● **Goal of the exercise**: Could you show all lines in the entries below that contain the string "trousers"?

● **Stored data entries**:
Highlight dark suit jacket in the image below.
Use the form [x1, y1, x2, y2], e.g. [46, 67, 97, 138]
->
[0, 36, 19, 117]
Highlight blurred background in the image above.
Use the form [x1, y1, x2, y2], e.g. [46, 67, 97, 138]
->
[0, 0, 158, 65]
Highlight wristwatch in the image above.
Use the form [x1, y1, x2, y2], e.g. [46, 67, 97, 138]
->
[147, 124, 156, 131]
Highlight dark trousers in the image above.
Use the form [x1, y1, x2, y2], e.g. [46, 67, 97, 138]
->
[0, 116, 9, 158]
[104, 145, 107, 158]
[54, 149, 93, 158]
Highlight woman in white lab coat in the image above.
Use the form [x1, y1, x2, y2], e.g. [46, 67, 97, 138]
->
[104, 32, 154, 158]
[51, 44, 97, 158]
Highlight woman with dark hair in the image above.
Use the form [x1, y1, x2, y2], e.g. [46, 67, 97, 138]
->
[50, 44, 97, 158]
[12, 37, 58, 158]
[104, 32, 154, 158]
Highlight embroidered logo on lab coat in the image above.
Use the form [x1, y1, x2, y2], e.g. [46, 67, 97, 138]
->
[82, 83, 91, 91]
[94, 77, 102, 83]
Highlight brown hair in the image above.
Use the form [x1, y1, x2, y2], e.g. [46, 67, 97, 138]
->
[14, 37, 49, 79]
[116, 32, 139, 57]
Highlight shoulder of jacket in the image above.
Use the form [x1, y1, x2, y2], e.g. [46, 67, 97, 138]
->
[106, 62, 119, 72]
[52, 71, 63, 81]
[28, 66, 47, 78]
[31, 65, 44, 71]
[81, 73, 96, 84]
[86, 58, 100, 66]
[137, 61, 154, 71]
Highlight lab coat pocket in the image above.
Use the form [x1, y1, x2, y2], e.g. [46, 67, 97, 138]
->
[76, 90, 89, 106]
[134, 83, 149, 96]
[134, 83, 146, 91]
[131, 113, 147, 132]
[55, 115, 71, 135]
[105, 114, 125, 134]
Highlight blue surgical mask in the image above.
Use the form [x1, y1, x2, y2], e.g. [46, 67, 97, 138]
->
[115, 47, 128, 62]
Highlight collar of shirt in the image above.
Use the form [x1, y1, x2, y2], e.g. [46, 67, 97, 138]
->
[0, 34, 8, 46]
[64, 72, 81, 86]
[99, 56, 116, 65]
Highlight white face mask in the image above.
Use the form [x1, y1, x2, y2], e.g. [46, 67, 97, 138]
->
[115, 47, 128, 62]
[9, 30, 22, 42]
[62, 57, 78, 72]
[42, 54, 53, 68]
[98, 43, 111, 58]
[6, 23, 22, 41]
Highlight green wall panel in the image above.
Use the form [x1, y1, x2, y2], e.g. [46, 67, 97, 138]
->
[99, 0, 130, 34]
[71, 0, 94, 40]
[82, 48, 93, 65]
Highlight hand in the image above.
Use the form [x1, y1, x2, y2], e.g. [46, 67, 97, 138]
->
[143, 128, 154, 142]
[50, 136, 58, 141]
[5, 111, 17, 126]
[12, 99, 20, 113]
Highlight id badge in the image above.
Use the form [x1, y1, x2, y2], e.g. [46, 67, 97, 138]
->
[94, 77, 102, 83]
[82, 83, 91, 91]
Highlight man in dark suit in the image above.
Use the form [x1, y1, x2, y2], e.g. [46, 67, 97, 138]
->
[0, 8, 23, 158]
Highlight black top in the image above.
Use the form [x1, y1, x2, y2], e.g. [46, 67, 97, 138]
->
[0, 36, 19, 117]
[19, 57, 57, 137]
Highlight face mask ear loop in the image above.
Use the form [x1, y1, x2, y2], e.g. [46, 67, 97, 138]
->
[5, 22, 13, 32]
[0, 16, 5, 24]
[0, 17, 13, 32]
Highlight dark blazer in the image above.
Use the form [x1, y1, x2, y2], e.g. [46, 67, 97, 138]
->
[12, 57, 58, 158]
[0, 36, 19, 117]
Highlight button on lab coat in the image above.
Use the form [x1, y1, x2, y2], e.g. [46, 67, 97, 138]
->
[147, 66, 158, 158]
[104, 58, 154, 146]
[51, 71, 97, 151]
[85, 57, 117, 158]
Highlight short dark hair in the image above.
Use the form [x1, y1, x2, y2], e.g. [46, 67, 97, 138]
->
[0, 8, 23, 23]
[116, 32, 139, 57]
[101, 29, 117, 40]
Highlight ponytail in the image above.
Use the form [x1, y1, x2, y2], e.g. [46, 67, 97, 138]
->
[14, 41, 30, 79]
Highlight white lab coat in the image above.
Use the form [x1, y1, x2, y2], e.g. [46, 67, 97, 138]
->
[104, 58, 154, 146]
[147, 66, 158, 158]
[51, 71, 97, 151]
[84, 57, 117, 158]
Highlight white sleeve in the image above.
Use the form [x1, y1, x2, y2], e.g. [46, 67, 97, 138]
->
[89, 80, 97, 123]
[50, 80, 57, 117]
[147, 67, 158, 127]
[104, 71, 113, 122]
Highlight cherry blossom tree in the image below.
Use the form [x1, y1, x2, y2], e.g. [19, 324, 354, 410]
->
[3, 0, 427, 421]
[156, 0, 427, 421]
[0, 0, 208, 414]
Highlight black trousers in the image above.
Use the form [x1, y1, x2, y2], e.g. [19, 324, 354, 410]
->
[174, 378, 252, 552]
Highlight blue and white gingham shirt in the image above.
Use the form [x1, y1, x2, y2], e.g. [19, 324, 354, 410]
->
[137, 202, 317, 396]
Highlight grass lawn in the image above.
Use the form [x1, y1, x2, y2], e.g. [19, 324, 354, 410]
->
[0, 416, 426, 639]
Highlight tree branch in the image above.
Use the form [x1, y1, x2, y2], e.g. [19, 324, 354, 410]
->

● **Exercise response**:
Highlight dark trousers in the image above.
Highlight black trousers in the image above.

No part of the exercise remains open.